SUPPLIED MATERIAL:
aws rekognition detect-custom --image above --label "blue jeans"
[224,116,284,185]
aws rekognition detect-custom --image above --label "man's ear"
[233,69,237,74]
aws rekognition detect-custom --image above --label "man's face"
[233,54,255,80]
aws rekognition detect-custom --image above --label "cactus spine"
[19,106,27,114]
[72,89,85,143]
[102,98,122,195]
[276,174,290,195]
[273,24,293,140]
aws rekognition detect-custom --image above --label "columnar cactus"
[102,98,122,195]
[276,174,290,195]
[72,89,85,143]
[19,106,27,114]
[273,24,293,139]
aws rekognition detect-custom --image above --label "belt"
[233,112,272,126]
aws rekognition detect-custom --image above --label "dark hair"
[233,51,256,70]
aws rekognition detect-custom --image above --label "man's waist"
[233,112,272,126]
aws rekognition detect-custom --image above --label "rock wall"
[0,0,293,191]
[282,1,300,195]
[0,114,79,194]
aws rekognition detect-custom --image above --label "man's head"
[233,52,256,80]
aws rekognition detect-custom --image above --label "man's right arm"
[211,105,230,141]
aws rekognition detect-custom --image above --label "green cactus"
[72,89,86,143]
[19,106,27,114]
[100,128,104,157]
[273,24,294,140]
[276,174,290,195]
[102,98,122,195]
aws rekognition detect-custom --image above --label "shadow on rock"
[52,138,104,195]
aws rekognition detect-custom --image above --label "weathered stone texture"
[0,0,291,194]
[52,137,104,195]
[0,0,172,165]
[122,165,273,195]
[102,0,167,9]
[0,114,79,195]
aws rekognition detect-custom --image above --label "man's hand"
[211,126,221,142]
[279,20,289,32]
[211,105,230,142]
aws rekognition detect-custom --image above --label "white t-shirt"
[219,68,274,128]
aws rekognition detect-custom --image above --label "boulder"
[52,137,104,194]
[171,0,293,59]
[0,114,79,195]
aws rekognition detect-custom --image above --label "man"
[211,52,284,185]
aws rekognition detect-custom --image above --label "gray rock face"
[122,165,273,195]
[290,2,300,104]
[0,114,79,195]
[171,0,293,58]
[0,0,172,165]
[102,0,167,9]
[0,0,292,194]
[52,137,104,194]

EXERCISE BRIEF: Select each line in the items above that contains the string "rock".

RESPONSE TO THE EXERCISE:
aws rekognition detect-custom --image above --label "rock wall"
aws rekognition detect-custom --image above --label "shadow on rock"
aws rekognition detect-custom --image above --label "gray rock face"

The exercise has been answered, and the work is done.